- [EXTRAIT FOURNI]:
┄┄┄┄┄┄┄┄┄┄┄┄┄┄┄┄┄┄┄┄

# Envie de syncrhoniser tout Samsung avec Isync c'est ici



## sehkmet (18 Septembre 2007)

bonjour a tous 

alors voila je vais vous metre ici l'actuce pour syncroniser n'importe quel portable avec isync

il suffi d'utiliser text edit 


1 : clique droit sur Isync puis "afficher le contenue du paquet"

2 : contents->Plugins->ApplePhoneConduit.syncdevice->contents->plugins

3 : donc pour un samsung aller sur "Samsung-D600.phoneplugin" et dupliquer le 

4 : Ouvré le dossier dupliqué "Samsung-D600.phoneplugin->contents->ressources

5 : ouvir "MetaClasses.plist" puis faire "pomme+F" rechercher tous les "D600" et les remplacer par le nom de votre telephone en locurence moi c'etait "E370" puis sauvegarder 

et voila maintenan vous ouvré Isync et miracle votre telephone ce syncronise comme par magie lol


----------



## hippo sulfite (18 Septembre 2007)

┄┄┄┄┄┄┄┄┄┄┄┄┄┄┄┄┄┄┄┄

- [ENREGISTREMENTS À TRAITER]:
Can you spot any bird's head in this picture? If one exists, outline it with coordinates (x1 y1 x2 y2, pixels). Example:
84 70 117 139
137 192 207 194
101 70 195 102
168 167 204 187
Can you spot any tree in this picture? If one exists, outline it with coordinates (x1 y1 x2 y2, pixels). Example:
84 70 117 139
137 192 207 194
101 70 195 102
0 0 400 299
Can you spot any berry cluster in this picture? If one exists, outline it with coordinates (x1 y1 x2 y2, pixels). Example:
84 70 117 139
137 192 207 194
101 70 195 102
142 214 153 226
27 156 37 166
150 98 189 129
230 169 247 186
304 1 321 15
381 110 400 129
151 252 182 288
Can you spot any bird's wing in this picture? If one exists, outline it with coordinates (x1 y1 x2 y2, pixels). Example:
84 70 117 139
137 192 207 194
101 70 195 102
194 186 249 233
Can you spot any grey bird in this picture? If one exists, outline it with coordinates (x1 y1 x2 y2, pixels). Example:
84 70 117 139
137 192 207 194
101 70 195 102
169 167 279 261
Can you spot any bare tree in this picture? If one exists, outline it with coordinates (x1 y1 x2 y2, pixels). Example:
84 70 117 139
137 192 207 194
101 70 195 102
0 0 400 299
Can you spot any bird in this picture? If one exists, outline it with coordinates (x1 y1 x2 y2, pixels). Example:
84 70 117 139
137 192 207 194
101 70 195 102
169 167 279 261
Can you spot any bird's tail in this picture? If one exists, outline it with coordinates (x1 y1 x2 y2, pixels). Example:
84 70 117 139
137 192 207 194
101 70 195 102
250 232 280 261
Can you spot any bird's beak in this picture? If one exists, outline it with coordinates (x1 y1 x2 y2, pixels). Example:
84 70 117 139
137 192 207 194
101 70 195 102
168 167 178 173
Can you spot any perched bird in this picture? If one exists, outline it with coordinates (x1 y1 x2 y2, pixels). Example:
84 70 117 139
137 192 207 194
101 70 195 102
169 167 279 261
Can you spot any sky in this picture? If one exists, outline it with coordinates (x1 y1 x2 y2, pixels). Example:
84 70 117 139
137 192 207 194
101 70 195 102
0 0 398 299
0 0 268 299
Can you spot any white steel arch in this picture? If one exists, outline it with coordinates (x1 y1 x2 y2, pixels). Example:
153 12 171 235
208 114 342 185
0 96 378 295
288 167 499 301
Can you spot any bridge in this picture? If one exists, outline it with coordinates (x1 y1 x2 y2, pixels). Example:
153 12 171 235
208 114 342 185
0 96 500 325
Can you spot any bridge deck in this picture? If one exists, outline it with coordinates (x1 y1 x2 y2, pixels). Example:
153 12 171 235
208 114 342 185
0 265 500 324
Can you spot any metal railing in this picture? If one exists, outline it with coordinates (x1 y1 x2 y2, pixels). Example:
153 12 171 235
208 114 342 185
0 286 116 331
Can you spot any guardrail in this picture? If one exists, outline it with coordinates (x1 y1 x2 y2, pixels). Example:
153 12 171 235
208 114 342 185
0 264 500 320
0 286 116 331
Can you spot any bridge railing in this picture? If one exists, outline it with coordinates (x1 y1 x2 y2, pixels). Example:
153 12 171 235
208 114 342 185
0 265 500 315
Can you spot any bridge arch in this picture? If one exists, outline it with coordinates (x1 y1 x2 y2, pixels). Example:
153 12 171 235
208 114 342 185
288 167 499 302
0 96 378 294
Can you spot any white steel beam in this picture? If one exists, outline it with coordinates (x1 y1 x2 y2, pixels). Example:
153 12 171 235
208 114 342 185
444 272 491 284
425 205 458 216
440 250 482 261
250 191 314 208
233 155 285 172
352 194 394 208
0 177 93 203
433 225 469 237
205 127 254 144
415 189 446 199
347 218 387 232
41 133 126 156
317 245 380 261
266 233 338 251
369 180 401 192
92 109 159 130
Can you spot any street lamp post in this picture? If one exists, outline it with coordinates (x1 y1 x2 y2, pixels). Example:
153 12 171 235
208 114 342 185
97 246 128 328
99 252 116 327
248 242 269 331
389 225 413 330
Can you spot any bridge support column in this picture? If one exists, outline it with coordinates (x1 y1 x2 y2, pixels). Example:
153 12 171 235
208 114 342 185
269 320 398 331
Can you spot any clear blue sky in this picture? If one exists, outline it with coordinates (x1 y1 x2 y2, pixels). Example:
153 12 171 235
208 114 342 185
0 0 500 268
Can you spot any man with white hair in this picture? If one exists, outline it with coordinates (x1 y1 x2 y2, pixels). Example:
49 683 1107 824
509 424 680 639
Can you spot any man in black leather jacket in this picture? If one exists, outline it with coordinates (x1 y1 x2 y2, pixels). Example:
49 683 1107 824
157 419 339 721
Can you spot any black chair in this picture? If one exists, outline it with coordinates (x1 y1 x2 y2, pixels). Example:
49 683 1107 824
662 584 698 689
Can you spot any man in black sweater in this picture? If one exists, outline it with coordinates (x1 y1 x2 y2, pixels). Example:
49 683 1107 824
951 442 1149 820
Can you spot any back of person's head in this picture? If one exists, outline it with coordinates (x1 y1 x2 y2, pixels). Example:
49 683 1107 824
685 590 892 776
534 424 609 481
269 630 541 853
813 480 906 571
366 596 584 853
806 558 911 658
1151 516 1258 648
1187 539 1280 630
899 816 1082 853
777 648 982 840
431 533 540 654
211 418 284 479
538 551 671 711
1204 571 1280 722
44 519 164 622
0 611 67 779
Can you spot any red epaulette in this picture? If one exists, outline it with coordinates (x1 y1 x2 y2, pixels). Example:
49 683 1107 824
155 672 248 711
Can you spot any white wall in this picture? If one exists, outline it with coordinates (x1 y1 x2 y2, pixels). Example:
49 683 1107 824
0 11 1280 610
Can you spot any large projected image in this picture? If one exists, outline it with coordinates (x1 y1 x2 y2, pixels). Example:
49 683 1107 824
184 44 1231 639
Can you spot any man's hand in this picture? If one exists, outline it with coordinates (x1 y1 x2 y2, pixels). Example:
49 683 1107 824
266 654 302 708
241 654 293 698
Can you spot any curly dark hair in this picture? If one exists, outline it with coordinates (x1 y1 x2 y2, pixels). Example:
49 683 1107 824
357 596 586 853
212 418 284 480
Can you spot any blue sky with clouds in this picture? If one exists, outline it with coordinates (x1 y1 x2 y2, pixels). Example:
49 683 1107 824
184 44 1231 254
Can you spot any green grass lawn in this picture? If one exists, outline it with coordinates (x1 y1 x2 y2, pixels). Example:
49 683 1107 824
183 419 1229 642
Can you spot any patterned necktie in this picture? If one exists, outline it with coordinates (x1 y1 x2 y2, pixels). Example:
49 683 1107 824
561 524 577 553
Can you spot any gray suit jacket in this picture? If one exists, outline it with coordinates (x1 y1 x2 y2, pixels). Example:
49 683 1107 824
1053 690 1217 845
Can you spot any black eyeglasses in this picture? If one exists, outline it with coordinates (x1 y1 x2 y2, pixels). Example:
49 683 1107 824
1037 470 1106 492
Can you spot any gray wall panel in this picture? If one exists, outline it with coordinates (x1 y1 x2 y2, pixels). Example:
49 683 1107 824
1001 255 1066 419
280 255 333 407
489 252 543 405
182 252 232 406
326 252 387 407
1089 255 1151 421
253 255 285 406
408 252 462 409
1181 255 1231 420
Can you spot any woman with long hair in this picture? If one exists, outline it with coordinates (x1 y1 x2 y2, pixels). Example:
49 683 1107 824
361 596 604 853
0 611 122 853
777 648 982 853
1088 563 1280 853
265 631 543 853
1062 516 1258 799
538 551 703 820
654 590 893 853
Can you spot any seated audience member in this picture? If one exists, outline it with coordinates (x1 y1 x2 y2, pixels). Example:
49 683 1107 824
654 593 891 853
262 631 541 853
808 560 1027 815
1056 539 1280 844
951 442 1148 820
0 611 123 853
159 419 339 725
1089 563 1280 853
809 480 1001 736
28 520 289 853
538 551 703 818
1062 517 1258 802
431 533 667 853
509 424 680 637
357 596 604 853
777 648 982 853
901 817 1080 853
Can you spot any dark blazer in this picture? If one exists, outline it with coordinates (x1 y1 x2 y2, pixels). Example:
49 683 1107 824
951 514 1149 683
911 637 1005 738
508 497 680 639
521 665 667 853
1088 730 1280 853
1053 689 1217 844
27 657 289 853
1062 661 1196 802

┄┄┄┄┄┄┄┄┄┄┄┄┄┄┄┄┄┄┄┄

- [EXERCICES]:
[1] Dans les enregistrements, substituez « image » à « picture » de la ligne contenant « Can you spot any bird in » jusqu'à la ligne contenant « 250 232 280 261 », puis recopiez ces lignes sans autre modification.
[2] Poursuivez le fil de discussion sur la synchronisation des téléphones Samsung avec iSync à partir de l'endroit où il s'arrête.
Le fil de discussion et les enregistrements forment deux matériaux indépendants.

- [CORRIGÉS]:
[1]
Can you spot any bird in this image? If one exists, outline it with coordinates (x1 y1 x2 y2, pixels). Example:
84 70 117 139
137 192 207 194
101 70 195 102
169 167 279 261
Can you spot any bird's tail in this image? If one exists, outline it with coordinates (x1 y1 x2 y2, pixels). Example:
84 70 117 139
137 192 207 194
101 70 195 102
250 232 280 261

[2]
Merci pour l'iinfo qui serait certainement tr&#232;s utile aux utilisateurs de t&#233;l&#233;phones portables "Samsung", enfin, surtout si elle &#233;tait dans dans le bon forum : Informatique nomade


Elle y va de ce pas !


----------



## shakasan (18 Octobre 2007)

Fonctionne pico bello 
Merci pour l'astuce


----------



## bill clinton (21 Octobre 2007)

J'ai pas essayé mais si effectivement ca marche, je te forge une statue a ta gloire !!! Merci d'avance !

Zou, le G800, des qu'il sort.


Bill


----------



## cassandre57 (22 Octobre 2007)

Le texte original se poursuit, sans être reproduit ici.